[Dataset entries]

+===+

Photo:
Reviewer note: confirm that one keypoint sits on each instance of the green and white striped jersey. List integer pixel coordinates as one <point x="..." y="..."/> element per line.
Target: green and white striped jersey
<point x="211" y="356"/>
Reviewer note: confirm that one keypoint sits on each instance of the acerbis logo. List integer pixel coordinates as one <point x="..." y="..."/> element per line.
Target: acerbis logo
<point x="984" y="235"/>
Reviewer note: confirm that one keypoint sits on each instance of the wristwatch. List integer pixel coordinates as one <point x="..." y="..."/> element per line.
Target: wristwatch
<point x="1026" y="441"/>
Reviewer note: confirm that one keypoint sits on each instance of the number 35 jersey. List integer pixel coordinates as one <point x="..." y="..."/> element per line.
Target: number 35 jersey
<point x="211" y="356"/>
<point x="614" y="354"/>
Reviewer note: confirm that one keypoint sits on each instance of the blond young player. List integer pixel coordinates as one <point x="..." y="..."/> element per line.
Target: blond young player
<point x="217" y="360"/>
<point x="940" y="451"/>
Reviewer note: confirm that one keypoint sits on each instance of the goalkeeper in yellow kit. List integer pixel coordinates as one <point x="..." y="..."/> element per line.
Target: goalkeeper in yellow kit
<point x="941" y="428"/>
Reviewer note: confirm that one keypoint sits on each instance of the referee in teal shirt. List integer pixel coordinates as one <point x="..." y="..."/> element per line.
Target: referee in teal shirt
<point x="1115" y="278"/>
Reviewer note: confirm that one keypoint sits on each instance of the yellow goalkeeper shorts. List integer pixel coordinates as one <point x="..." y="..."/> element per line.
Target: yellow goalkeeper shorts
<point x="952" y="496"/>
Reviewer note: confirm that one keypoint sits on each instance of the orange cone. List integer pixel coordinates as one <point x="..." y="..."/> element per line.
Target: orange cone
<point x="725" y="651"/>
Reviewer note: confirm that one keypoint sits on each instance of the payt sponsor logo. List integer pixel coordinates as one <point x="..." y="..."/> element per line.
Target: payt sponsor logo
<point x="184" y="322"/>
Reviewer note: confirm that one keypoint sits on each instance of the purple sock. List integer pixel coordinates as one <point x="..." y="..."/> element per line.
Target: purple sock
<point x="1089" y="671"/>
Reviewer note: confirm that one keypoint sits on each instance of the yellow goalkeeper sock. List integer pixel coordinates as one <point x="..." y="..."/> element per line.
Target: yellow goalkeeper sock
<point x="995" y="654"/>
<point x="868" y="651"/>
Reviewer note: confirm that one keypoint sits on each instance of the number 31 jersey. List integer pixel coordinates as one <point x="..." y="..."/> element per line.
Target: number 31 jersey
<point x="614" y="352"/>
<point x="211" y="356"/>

+===+

### Activity
The full set of lines above should be retyped without a single change.

### Response below
Photo:
Reviewer note: confirm that one keypoint sits on each instance of the green and white striped jersey. List integer pixel coordinates as one <point x="..." y="..."/> element per line.
Target: green and white striped jersey
<point x="211" y="356"/>
Reviewer note: confirm that one keypoint sits on each instance of the acerbis logo. List integer pixel coordinates as one <point x="..." y="..."/> element per line.
Target: acerbis logo
<point x="984" y="235"/>
Reviewer note: confirm that one keypoint sits on each instance of the wristwatch. List integer pixel coordinates as one <point x="..." y="..."/> element per line.
Target: wristwatch
<point x="1026" y="441"/>
Reviewer note: confirm that one keypoint sits on each instance of the number 35 jersey. List integer pixel coordinates as one <point x="..." y="..."/> element per line.
Target: number 35 jersey
<point x="211" y="356"/>
<point x="614" y="354"/>
Reviewer note: confirm that one keypoint sits on each instance of the blond young player. List integer pixel coordinates as one <point x="..." y="..."/> element per line.
Target: blond young player
<point x="217" y="360"/>
<point x="940" y="451"/>
Reviewer note: confirm that one keypoint sits on each instance of the goalkeeper in yellow kit. List integer pixel coordinates as one <point x="..." y="..."/> element per line.
Target: goalkeeper in yellow kit
<point x="941" y="428"/>
Reviewer note: confirm that one keypoint sits on each instance of the referee in teal shirt. List integer pixel coordinates as one <point x="..." y="..."/> element per line.
Target: referee in teal shirt
<point x="1115" y="278"/>
Reviewer note: confirm that one keypoint sits on each instance of the yellow goalkeeper shorts. List integer pixel coordinates as one <point x="..." y="..."/> element per line.
Target: yellow goalkeeper shorts
<point x="952" y="496"/>
Reviewer note: confirm that one keypoint sits on each instance of the orange cone. List integer pixel coordinates as one <point x="..." y="..."/> element per line.
Target: orange cone
<point x="725" y="651"/>
Reviewer note: confirm that one keypoint sits on each instance of the payt sponsor logo. List integer pixel coordinates as one <point x="..." y="..."/> element per line.
Target: payt sponsor logo
<point x="184" y="322"/>
Reviewer note: confirm that one keypoint sits on each instance of the purple sock. List integer pixel coordinates as one <point x="..." y="..."/> element per line.
Target: purple sock
<point x="1089" y="671"/>
Reviewer note: confirm that one keypoint sits on each instance of the yellow goalkeeper sock. List integer pixel coordinates as one <point x="..." y="..."/> element per line.
Target: yellow goalkeeper sock
<point x="995" y="654"/>
<point x="868" y="651"/>
Reviewer note: confirm that one keypoint sits on each instance of the number 31 jersey. List integer pixel coordinates as one <point x="..." y="..."/> element per line.
Target: number 31 jersey
<point x="614" y="352"/>
<point x="211" y="356"/>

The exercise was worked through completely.